» The task
Return each line from the items below that contains the string "photograph", copying every such line in full.

-- START Input records --

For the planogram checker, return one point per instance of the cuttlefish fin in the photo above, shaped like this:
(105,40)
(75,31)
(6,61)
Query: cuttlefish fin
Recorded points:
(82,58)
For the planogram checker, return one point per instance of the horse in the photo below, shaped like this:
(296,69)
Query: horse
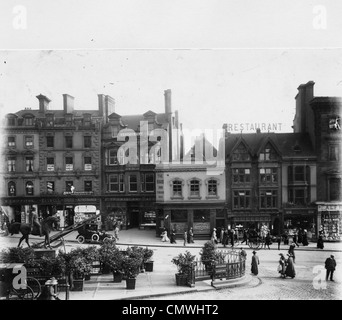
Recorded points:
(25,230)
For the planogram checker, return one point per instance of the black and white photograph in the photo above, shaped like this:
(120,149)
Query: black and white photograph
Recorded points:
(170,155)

-- END Input records --
-- START Input records --

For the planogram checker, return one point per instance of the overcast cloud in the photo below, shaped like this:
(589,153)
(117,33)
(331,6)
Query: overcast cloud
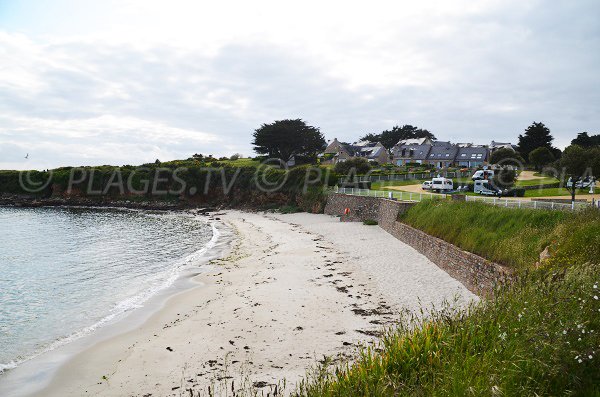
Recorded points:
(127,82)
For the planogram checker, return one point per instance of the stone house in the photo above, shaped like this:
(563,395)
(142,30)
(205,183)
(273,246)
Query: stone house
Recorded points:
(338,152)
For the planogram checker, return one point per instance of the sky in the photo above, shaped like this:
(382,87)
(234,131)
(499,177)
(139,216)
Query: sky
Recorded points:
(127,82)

-- END Input records --
-- START Input records --

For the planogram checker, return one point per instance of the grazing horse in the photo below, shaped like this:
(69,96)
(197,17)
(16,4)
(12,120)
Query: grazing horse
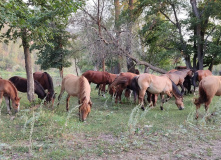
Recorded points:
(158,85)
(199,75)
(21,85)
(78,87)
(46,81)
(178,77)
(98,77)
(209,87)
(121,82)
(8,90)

-- END Input records --

» Result of the exercise
For the planogram checker, return one point per instance of the black and white photograph in the photo above, shaped like this:
Query: black and white photograph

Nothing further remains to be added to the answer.